● **Given request 1**: According to the FOMC minutes excerpt below, what was core PCE price inflation estimated to have been in September?
## START Source excerpt
We have gone from a 94 percent chance of a cut less than a month ago to 33 percent today.
FOMC Minutes (Emphasis Mine)
The Minutes of the October 28–29 FOMC Meeting are responsible for today’s no-change jump from 45 percent to 67 percent.
Staff Review of the Economic Situation
The information available at the time of the meeting indicated that growth of real gross domestic product (GDP) had moderated over the first half of the year. Information on the labor market was limited by the federal government shutdown; however, available indicators were consistent with a continued gradual cooling in the labor market without any evidence of a sharp deterioration. Consumer price inflation had moved up since earlier in the year and remained somewhat elevated.
Total consumer price inflation—as measured by the 12-month change in the price index for personal consumption expenditures (PCE)—was estimated to have been 2.8 percent in September based on data from the consumer price index. Core PCE price inflation, which excludes changes in consumer energy prices and many consumer food prices, was also estimated to have been 2.8 percent in September. These estimates implied that total PCE price inflation had risen 0.5 percentage point relative to a year ago and that core PCE inflation was unchanged from its year-earlier rate.
Staff Economic Outlook
Relative to the forecast prepared for the September meeting, real GDP growth was projected to be modestly stronger, on balance, through 2028, reflecting stronger expected potential output growth and greater projected support from financial conditions. GDP growth after 2025 was expected to remain above potential until 2028 as the drag from higher tariffs waned, with financial conditions becoming a tailwind for spending. As a result, the unemployment rate was expected to decline gradually after this year before flattening out at a level slightly below the staff’s estimate of the natural rate of unemployment.
## END Source excerpt
## START Records for the task
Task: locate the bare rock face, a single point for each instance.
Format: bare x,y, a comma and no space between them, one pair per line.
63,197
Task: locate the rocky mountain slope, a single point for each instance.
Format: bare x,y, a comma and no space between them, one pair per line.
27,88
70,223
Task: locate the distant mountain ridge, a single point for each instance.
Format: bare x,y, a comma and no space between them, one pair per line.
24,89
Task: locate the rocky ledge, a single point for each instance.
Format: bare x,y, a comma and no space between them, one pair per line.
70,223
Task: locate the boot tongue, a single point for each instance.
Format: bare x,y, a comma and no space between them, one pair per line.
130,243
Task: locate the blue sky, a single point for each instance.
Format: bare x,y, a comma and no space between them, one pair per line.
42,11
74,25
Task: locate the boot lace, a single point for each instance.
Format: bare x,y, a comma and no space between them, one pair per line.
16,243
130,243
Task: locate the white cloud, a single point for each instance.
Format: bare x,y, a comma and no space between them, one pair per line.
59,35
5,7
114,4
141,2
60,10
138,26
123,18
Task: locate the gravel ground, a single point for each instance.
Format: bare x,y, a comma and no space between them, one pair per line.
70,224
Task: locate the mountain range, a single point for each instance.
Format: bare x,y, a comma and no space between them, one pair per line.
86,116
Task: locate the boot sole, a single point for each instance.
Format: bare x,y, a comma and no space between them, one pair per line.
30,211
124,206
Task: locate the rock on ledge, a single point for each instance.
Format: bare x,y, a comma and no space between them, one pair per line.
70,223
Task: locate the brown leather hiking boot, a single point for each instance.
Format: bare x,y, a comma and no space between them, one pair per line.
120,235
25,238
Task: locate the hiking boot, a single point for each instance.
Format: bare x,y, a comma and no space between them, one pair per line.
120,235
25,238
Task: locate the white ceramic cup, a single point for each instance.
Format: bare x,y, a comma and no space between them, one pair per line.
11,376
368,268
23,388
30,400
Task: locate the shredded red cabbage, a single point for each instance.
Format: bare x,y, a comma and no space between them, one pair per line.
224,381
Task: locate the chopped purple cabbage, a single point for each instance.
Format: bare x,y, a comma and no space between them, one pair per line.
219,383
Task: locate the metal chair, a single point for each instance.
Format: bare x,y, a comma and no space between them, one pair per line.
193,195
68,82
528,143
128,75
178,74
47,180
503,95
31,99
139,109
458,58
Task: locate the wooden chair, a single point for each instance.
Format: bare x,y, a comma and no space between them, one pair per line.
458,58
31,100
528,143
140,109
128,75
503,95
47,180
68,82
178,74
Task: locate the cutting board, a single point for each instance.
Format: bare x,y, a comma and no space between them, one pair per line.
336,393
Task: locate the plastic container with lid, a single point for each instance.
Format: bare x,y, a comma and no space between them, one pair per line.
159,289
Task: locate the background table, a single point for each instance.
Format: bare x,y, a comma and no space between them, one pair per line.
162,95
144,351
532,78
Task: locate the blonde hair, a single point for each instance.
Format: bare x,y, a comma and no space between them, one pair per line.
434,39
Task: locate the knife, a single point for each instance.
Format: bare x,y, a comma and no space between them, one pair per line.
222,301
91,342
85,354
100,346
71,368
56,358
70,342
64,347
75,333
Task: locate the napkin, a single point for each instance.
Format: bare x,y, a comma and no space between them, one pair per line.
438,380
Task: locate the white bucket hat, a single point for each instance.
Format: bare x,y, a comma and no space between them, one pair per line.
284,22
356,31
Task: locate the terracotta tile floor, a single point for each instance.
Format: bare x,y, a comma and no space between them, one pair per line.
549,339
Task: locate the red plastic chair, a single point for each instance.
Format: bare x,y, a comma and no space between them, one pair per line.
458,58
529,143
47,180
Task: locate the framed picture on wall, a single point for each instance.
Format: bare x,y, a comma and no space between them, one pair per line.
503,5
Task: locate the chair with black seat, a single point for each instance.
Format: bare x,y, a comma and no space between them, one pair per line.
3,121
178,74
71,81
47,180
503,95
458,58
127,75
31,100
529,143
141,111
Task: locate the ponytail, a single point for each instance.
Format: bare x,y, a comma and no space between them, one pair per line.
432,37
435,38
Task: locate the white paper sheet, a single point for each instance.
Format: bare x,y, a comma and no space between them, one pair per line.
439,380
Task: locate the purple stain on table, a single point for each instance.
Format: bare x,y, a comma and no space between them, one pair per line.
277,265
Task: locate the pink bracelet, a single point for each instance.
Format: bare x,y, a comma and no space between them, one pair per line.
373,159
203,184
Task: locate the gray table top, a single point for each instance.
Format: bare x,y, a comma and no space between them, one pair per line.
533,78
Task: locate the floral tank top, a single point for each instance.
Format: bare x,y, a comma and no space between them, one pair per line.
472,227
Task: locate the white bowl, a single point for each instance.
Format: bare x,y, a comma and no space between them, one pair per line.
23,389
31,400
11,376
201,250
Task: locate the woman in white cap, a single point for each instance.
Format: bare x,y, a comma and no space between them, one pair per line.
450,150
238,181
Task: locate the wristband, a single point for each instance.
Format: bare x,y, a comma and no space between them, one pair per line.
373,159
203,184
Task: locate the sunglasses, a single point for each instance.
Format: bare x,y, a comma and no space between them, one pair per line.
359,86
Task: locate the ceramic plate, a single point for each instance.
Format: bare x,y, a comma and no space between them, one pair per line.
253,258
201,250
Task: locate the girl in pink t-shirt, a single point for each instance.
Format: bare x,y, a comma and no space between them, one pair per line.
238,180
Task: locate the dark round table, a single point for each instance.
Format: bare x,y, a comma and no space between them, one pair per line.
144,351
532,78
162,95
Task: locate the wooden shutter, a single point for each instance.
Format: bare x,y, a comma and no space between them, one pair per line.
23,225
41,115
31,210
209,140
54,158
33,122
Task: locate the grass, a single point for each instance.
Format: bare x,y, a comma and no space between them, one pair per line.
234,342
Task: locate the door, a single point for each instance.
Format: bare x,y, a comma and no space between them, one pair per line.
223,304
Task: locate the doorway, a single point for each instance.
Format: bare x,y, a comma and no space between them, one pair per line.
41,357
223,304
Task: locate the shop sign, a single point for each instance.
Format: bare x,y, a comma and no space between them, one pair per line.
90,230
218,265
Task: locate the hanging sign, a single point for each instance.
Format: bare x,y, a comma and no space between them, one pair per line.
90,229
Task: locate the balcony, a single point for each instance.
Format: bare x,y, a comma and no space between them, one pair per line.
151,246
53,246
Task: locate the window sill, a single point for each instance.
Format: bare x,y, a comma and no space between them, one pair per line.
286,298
## END Records for the task
## START Records for the task
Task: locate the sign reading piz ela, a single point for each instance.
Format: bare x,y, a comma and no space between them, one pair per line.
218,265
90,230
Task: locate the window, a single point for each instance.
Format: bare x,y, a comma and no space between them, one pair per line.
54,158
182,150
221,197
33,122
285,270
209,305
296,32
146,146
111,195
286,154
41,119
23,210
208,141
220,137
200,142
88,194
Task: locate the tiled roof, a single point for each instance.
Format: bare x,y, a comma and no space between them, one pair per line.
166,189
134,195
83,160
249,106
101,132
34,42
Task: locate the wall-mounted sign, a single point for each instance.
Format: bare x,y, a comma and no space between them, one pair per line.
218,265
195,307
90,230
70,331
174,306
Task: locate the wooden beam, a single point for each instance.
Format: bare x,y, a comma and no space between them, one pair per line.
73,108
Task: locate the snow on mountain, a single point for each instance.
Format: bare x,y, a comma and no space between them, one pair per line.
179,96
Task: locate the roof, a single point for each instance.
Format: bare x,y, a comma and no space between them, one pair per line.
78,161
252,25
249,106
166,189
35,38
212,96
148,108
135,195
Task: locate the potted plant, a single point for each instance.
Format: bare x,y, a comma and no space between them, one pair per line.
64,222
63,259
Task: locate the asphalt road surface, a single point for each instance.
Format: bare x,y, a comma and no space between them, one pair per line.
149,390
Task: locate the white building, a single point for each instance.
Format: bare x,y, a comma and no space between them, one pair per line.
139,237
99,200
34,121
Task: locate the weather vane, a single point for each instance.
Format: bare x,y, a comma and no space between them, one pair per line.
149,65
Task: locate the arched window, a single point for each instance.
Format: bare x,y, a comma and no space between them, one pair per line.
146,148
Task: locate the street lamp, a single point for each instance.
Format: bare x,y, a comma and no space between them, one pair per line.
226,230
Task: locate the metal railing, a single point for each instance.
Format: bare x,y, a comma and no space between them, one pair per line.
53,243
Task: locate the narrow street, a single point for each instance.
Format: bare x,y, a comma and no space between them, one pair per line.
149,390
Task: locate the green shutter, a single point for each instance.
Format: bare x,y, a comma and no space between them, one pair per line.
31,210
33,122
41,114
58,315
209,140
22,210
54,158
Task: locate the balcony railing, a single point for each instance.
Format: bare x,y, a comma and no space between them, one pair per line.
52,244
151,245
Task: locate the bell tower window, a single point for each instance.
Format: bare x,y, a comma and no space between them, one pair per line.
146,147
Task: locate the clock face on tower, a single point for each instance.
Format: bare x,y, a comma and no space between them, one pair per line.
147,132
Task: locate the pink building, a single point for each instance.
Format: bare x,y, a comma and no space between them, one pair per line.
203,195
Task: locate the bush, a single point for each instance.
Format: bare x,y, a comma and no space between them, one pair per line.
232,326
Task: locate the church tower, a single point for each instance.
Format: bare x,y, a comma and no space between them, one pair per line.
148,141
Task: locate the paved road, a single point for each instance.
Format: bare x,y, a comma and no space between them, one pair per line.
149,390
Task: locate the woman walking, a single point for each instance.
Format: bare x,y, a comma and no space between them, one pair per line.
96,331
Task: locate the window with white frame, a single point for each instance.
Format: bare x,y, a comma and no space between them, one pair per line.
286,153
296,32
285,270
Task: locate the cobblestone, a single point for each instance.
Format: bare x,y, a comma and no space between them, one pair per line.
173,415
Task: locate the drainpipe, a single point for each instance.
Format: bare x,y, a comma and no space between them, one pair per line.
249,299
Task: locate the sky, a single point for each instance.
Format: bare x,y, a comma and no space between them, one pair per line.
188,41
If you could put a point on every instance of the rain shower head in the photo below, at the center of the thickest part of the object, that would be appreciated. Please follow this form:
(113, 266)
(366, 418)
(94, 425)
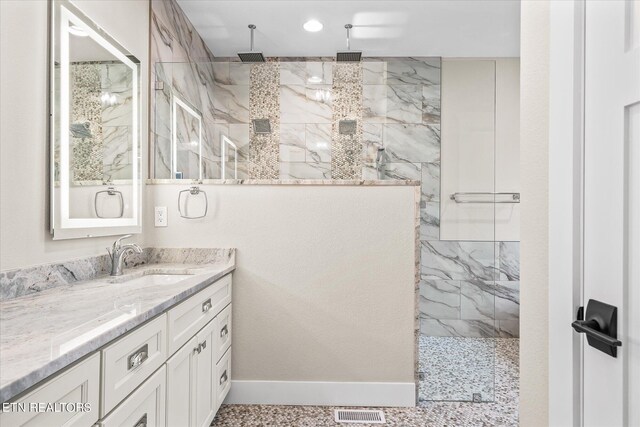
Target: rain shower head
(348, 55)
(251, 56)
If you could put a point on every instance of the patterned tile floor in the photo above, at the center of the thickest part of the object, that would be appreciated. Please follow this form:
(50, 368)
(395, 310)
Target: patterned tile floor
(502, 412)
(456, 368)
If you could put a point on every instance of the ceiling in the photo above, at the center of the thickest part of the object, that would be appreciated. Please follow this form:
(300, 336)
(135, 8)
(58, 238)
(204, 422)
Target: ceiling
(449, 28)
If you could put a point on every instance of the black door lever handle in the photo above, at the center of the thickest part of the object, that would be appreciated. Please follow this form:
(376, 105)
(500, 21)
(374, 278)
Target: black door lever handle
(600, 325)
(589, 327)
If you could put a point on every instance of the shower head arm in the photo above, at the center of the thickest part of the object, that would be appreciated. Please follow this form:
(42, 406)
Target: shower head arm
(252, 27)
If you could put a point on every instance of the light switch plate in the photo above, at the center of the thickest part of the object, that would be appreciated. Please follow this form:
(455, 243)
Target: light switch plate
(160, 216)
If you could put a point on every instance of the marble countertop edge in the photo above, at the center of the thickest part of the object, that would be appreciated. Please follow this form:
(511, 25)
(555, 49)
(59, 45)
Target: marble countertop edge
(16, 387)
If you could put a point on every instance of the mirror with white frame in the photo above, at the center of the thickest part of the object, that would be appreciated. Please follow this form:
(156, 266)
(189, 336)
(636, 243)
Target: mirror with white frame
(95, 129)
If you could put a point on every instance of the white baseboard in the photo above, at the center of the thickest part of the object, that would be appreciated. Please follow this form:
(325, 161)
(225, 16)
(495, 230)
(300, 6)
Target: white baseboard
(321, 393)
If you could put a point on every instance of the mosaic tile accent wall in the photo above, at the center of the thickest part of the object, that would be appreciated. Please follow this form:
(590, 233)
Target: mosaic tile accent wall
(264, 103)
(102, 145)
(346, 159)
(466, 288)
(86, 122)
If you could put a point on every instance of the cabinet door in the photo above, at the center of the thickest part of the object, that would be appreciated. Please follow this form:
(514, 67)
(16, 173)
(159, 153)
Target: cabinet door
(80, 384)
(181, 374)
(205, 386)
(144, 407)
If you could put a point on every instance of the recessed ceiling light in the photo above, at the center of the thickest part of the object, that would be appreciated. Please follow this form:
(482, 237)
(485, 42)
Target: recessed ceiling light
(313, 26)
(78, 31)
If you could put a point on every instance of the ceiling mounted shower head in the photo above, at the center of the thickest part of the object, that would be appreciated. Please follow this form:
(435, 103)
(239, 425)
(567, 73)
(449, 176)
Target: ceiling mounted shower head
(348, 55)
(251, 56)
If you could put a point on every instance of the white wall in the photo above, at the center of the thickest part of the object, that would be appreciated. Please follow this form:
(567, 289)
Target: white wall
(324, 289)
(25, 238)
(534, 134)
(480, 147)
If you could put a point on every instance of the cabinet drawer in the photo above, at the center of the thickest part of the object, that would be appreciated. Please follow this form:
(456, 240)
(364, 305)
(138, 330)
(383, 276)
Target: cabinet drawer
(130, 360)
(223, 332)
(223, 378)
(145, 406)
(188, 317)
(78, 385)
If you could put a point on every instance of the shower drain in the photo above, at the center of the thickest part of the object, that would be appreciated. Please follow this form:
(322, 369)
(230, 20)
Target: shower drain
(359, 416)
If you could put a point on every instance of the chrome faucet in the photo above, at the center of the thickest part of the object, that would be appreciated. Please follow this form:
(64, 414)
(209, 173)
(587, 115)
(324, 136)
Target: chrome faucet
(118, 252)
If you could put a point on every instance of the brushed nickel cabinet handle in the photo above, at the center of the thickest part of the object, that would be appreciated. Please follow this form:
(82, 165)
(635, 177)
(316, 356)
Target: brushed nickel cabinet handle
## END Records for the task
● **Given request 2**: Pull out every line of the listing above that contains the string "shower".

● **Right answer 1**: 2.8 percent

● **Right answer 2**:
If you could put a point on every instance of the rain shower head in the photo below, at the center of the thickest part of the object, that would be appreciated. Please follow this form:
Target: rain shower head
If you could put a point on every instance of the shower head arm in the photo above, at the center of the thickest part of the object, that would be appreciated. Please follow this form:
Target: shower head arm
If you could put a point on every instance of the ceiling mounted shower head in the photo above, at the center of the thickest part of the object, that would be appreciated. Please follow this form:
Target: ceiling mounted shower head
If you could put a point on every instance of the shower drain in the photo above, at the center of the thickest part of the object, that would be appreciated. Please follow this form:
Target: shower drain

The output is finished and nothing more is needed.